Task description: Rewrite the listing below as a JSON list of strings, with one string for each line and blank lines left out.
#### Data extract
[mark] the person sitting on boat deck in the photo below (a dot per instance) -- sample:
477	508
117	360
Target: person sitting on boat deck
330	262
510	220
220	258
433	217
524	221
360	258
########
Answer below:
[
  "[mark] the person sitting on boat deck in the photo below (a dot per instance) -- sample:",
  "477\t508",
  "117\t360",
  "Target: person sitting on boat deck",
  "330\t262",
  "510\t220",
  "220\t258",
  "433\t217",
  "524\t221",
  "360\t258"
]